[Begin Records provided]

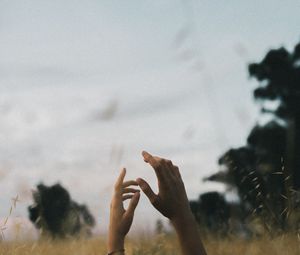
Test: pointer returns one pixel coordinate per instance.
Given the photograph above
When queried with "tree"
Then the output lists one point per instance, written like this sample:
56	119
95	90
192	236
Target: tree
266	171
57	215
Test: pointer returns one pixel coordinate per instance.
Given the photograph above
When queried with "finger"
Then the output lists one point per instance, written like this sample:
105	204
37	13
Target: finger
125	197
118	184
148	158
129	183
156	164
177	172
145	187
130	190
133	204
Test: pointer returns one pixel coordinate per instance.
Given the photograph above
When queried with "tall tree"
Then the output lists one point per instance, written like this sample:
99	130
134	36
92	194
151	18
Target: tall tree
266	171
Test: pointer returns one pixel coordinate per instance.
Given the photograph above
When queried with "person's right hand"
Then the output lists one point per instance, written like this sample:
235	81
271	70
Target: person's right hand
171	199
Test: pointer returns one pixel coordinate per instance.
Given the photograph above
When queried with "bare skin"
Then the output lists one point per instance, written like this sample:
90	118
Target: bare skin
172	202
121	219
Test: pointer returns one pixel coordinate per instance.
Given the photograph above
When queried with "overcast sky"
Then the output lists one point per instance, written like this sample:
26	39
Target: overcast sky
86	85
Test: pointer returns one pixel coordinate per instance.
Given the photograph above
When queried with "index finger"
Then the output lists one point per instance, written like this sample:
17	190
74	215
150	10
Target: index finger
148	158
155	163
119	182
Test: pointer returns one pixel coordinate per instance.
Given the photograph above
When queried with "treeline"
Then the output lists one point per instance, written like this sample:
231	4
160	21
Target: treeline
265	173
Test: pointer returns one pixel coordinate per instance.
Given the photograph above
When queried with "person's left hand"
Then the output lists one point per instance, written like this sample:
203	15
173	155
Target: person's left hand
121	219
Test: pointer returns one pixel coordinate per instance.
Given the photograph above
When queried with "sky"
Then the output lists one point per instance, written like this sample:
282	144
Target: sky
85	86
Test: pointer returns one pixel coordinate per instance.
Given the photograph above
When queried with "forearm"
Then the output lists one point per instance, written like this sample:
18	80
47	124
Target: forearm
188	235
115	244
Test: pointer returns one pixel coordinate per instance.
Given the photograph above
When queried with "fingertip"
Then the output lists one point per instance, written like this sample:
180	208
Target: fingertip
146	155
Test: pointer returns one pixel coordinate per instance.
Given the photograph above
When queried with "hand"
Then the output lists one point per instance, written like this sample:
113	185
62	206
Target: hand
121	219
173	203
171	199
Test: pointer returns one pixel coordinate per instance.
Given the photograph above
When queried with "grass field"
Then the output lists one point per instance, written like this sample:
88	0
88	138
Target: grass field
159	245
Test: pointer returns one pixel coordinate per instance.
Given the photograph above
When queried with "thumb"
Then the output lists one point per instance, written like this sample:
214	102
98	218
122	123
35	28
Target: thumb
145	187
133	203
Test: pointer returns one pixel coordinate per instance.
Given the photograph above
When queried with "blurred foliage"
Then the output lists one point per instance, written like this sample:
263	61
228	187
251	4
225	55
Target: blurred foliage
265	173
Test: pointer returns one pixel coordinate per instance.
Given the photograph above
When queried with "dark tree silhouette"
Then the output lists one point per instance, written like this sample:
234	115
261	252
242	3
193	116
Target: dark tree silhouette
57	215
266	171
279	77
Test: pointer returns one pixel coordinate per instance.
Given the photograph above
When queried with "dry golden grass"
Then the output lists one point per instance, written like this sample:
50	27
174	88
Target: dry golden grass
159	245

[End Records provided]

▶ _What you will do_: Reproduce every record above exactly, omitting the pictures.

▶ _Finished exercise_:
Test: pointer returns one pixel coordinate per instance.
Given the photograph above
When queried with "tree"
Then the output lists one point per instance, written like this sample:
56	119
95	90
192	236
Target: tree
266	171
57	215
Test: pointer returns one pixel coordinate per instance.
Given the photograph above
When queried with "finger"
Then the output lists one point per instance, written like this sample:
105	204
37	13
Target: finger
125	197
118	184
148	158
129	183
156	164
177	172
145	187
130	190
133	204
Test: pointer returns one pixel coordinate per instance.
Given the photograph above
When queried with "tall tree"
Then the output lists one point per instance, written like this sample:
99	130
134	36
92	194
151	18
Target: tall tree
266	171
Test: pointer returns one pixel coordinate per instance.
Given the photograph above
When queried with "person's right hand"
Then the output lists one point per instance, written like this sample:
235	81
271	70
Target: person's right hand
171	199
Test: pointer returns one pixel coordinate per instance.
Given the photograph above
When queried with "bare skin"
Then the output lists one point per instance, written like this sample:
90	118
Target: bare skin
172	202
121	219
Test: pointer returns one pixel coordinate per instance.
Given the photograph above
When queried with "overcast sky"
Then the output lists one point per instance, written like this sample:
26	39
Target: overcast sky
86	85
Test: pointer returns one pixel coordinate per instance.
Given the photograph above
When queried with "index finger"
Then the output lists one point per instance, written like this sample:
17	190
74	215
150	10
Target: index finger
148	158
155	163
119	182
Test: pointer returns one pixel coordinate per instance.
Given the photograph above
When queried with "treeline"
Then the output lists one point per instance, written like this sample:
231	4
160	21
Target: treeline
265	173
Test: pointer returns one pixel coordinate per instance.
Given the photograph above
When queried with "person's left hand"
Then the output lists one point per instance, written like this sample:
203	15
173	155
Target: person's left hand
121	219
Test: pointer returns one pixel coordinate per instance.
Given the photograph above
When queried with "sky"
Then the output lists one point per instance, written like this sample:
282	144
Target: sky
85	86
Test: pointer returns one pixel coordinate per instance.
Given the photograph above
When queried with "forearm"
Then the output lists one point per instance, written like this sample:
18	80
47	124
Target: forearm
188	235
115	244
Test: pointer returns one pixel coordinate per instance.
Given the photograph above
When queried with "fingertip"
Then the output lists one point per instance, written like this sample:
180	208
Target: fingertip
146	155
Test: pointer returns one pixel coordinate per instance.
Given the photograph above
When queried with "hand"
Then the output lists one point per instance, written like this sample:
113	185
62	206
Target: hand
121	219
173	203
171	199
Test: pointer returns one pixel coordinate per instance.
Given the photograph above
When queried with "grass field"
Then the output lists one point per instance, written like this sample:
88	0
88	138
Target: grass field
159	245
Test: pointer returns one pixel coordinate per instance.
Given the photograph above
When queried with "thumb"
Then the output lists one point per instance, written like this sample:
214	102
98	218
122	123
35	28
Target: thumb
145	187
133	203
Test: pointer returns one pixel coordinate per instance.
Given the photograph above
When queried with "blurred foliage"
Then the output lists one point per instance, written like this sample:
263	61
228	187
251	4
225	55
Target: blurred foliage
265	173
Test: pointer returns one pixel coordinate per instance.
Given the photograph above
When queried with "dark tree silhouette"
Then the output lists one point per instance, written like this sample:
234	115
261	252
242	3
193	116
Target: dark tree silhouette
57	215
266	171
279	77
Test: pointer returns one pixel coordinate per instance.
Given the photograph above
When queried with "dry golden grass"
Then the output lists one point per instance, written like this sample:
50	27
174	88
Target: dry golden grass
159	245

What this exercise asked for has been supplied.